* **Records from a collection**
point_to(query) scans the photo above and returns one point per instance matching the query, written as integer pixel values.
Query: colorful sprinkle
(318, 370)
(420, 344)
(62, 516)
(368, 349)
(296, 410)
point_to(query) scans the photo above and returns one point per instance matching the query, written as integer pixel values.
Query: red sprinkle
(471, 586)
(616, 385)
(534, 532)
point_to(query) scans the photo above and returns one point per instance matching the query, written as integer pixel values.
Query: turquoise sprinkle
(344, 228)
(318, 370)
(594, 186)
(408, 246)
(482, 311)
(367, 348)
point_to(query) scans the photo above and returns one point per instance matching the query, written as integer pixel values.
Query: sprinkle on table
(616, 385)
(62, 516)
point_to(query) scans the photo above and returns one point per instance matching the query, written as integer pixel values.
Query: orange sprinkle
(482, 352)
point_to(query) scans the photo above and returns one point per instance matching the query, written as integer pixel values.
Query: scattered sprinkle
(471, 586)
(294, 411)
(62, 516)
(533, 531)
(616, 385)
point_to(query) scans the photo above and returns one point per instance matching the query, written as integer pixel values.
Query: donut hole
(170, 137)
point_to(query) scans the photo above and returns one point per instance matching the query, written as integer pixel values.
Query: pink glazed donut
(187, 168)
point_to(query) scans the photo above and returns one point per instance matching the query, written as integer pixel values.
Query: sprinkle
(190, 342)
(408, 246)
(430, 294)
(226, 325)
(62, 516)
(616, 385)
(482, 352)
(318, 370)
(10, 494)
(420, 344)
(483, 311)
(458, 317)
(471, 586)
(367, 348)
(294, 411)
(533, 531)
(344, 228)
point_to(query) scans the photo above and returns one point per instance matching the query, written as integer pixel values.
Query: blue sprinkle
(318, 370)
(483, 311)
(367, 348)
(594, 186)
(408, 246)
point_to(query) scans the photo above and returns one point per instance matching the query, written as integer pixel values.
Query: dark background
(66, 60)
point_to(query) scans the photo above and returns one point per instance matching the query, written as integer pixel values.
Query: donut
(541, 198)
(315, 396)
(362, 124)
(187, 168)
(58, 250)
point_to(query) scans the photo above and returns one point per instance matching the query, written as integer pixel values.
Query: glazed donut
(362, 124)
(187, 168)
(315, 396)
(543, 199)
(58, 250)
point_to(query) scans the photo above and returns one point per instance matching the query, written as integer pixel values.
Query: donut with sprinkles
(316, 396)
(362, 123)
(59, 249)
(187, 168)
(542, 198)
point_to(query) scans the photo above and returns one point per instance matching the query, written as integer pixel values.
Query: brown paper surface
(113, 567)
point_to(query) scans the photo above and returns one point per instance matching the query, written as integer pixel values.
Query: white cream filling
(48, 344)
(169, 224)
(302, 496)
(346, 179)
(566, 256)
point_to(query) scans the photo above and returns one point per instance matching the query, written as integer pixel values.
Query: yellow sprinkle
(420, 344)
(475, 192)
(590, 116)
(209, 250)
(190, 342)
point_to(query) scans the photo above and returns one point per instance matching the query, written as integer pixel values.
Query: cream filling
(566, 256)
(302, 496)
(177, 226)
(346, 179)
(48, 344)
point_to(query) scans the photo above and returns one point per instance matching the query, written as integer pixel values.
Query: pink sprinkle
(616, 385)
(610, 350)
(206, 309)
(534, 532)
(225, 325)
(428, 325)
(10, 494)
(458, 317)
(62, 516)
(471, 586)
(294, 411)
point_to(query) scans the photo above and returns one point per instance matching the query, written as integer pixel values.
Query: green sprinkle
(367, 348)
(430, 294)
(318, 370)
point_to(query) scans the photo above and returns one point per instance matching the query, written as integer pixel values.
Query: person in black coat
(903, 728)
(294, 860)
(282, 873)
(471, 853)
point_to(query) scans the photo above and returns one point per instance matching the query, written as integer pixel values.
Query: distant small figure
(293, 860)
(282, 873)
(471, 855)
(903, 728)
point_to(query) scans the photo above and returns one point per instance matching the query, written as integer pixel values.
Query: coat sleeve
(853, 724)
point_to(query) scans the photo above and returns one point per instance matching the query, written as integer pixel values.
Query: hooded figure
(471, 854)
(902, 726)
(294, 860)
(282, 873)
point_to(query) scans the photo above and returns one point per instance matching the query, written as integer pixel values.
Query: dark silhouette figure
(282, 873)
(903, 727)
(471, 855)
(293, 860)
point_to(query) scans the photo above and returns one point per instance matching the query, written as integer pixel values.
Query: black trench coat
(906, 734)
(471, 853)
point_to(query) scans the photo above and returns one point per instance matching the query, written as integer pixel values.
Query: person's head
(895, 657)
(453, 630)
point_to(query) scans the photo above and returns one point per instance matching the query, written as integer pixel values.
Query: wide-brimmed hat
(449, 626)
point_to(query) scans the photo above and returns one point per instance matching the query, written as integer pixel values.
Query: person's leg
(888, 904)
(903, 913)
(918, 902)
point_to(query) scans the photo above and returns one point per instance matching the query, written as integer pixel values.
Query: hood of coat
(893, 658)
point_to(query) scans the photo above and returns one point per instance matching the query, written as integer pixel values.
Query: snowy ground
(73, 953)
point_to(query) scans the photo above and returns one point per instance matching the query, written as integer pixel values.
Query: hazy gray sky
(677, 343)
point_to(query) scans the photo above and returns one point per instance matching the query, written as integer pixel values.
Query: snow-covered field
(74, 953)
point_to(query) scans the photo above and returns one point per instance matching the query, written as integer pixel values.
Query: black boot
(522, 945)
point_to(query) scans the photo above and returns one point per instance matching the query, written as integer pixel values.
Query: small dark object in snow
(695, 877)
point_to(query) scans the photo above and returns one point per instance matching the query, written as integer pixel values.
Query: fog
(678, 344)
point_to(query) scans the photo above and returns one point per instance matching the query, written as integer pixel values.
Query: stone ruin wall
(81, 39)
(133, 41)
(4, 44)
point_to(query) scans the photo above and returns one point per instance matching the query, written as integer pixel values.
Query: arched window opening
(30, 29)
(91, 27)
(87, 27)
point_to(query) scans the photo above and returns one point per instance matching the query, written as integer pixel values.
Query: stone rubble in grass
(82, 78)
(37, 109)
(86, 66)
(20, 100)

* **WHAT THIS TASK INVOLVES**
Locate every line in the rows above that contains the word "glazed" and copy each one. Case counts.

* **REPLY TO THE TASK**
Query: pink glazed donut
Query: glazed donut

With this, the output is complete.